__WHAT YOU NEED TO DO__. Give the count of lines in the data that include the string "road", with no added remarks.

*** Opening of PROVIDED DATA ***

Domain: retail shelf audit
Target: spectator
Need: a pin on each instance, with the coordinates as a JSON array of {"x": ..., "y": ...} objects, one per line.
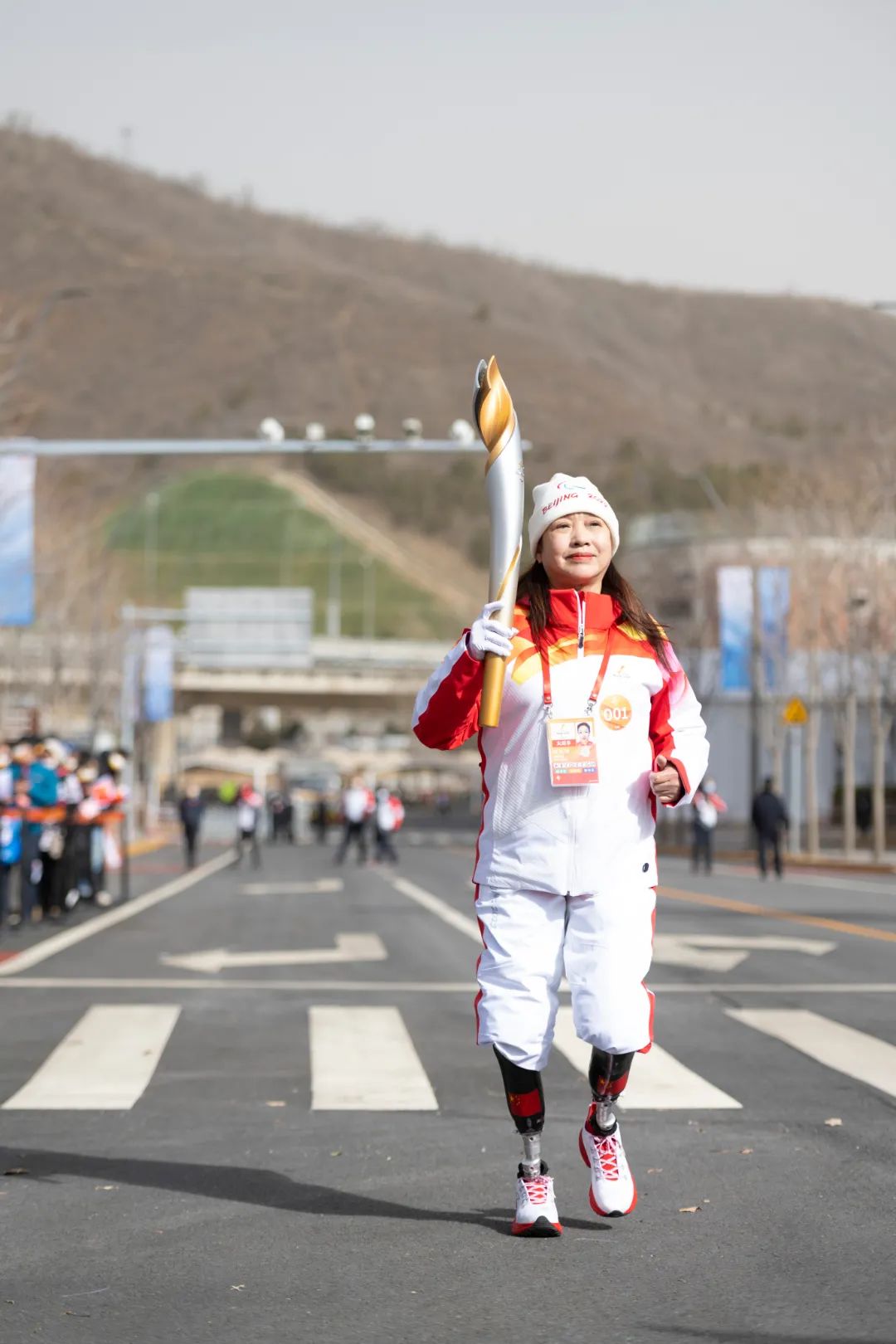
[
  {"x": 43, "y": 791},
  {"x": 707, "y": 808},
  {"x": 249, "y": 806},
  {"x": 768, "y": 819},
  {"x": 358, "y": 804},
  {"x": 191, "y": 816},
  {"x": 388, "y": 817},
  {"x": 320, "y": 817}
]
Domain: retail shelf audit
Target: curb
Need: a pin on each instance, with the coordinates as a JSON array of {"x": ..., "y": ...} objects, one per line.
[{"x": 832, "y": 863}]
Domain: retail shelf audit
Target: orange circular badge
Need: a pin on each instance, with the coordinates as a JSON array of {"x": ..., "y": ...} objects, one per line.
[{"x": 616, "y": 711}]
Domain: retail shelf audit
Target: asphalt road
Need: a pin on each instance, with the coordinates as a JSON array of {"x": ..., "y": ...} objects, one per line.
[{"x": 218, "y": 1168}]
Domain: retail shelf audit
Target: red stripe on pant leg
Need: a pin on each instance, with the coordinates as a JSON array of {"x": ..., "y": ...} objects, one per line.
[
  {"x": 479, "y": 996},
  {"x": 649, "y": 992}
]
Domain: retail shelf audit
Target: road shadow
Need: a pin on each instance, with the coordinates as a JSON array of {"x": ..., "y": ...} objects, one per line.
[
  {"x": 250, "y": 1186},
  {"x": 689, "y": 1333}
]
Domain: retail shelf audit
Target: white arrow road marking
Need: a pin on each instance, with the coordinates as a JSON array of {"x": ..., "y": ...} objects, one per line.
[
  {"x": 349, "y": 947},
  {"x": 104, "y": 1064},
  {"x": 672, "y": 949},
  {"x": 292, "y": 889}
]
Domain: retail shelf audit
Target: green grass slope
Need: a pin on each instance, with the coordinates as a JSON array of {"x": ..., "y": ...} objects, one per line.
[{"x": 231, "y": 530}]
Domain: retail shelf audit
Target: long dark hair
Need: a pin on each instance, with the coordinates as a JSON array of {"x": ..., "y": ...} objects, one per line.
[{"x": 536, "y": 589}]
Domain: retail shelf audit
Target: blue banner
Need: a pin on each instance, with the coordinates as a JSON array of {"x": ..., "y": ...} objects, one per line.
[
  {"x": 774, "y": 611},
  {"x": 17, "y": 539},
  {"x": 735, "y": 626},
  {"x": 158, "y": 674}
]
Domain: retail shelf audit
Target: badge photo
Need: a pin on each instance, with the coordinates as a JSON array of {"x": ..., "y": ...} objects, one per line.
[{"x": 572, "y": 752}]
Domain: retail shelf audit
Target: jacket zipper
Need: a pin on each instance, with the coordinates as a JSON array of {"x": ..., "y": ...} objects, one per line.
[{"x": 574, "y": 802}]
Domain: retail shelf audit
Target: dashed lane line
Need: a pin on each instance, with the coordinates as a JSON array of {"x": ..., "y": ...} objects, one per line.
[
  {"x": 438, "y": 908},
  {"x": 416, "y": 986},
  {"x": 747, "y": 908},
  {"x": 71, "y": 937}
]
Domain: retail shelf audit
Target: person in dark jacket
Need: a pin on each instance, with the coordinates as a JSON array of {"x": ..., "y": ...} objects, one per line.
[
  {"x": 191, "y": 816},
  {"x": 768, "y": 819}
]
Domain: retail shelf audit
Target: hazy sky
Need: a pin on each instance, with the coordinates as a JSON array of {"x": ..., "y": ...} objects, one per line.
[{"x": 738, "y": 144}]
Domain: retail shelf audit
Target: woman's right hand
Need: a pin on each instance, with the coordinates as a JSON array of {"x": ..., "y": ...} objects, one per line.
[{"x": 488, "y": 636}]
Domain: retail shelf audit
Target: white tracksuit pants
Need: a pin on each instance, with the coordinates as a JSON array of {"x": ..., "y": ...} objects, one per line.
[{"x": 531, "y": 937}]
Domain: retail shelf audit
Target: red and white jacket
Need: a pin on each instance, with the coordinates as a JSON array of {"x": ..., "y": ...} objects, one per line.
[{"x": 575, "y": 839}]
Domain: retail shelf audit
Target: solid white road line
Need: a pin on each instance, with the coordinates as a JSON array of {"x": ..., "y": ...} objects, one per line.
[
  {"x": 364, "y": 1059},
  {"x": 843, "y": 1049},
  {"x": 349, "y": 947},
  {"x": 434, "y": 986},
  {"x": 71, "y": 937},
  {"x": 796, "y": 877},
  {"x": 438, "y": 908},
  {"x": 292, "y": 889},
  {"x": 659, "y": 1081},
  {"x": 105, "y": 1060}
]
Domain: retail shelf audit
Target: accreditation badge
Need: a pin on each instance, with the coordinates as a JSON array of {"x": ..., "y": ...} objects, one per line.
[{"x": 572, "y": 752}]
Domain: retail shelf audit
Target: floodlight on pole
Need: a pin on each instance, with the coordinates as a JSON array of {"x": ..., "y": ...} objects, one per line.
[
  {"x": 271, "y": 431},
  {"x": 364, "y": 427}
]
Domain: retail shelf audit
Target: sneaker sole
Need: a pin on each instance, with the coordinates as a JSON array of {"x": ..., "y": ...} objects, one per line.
[
  {"x": 603, "y": 1213},
  {"x": 540, "y": 1227}
]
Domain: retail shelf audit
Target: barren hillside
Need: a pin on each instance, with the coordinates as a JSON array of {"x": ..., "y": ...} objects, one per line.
[{"x": 199, "y": 318}]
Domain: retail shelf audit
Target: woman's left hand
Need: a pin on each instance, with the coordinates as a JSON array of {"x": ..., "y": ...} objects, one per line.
[{"x": 665, "y": 782}]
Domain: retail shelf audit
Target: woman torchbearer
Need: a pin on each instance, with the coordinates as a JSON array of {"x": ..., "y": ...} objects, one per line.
[{"x": 598, "y": 724}]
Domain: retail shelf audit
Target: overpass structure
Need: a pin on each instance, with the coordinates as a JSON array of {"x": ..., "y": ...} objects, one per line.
[{"x": 71, "y": 680}]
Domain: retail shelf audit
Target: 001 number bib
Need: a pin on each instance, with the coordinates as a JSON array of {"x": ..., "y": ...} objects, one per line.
[{"x": 572, "y": 747}]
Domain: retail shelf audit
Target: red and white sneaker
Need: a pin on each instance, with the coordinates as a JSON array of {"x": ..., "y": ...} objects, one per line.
[
  {"x": 536, "y": 1211},
  {"x": 613, "y": 1191}
]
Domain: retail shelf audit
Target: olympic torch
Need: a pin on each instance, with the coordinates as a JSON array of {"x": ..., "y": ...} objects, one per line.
[{"x": 497, "y": 424}]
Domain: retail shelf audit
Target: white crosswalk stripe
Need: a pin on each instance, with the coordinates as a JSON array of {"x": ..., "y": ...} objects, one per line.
[
  {"x": 843, "y": 1049},
  {"x": 364, "y": 1059},
  {"x": 659, "y": 1081},
  {"x": 104, "y": 1064}
]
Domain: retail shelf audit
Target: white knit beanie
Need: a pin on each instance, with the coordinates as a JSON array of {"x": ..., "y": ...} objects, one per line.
[{"x": 564, "y": 494}]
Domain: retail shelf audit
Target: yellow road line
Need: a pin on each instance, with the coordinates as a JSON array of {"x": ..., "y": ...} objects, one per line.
[{"x": 747, "y": 908}]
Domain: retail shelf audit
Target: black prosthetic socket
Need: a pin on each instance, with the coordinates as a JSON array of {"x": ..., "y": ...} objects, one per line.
[
  {"x": 607, "y": 1075},
  {"x": 524, "y": 1096}
]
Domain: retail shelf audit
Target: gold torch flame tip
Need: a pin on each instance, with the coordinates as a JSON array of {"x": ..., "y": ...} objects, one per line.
[{"x": 494, "y": 409}]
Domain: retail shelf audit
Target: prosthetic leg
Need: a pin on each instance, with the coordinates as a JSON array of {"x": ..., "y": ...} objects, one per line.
[
  {"x": 525, "y": 1103},
  {"x": 536, "y": 1211},
  {"x": 613, "y": 1191},
  {"x": 607, "y": 1075}
]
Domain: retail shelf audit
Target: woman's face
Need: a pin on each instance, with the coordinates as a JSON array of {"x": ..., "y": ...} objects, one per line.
[{"x": 577, "y": 552}]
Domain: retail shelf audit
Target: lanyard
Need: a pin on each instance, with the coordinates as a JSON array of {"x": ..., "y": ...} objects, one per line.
[{"x": 596, "y": 693}]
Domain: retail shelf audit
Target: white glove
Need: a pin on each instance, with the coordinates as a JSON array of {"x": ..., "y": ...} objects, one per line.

*** Close of PROVIDED DATA ***

__PROBLEM SOLUTION__. 5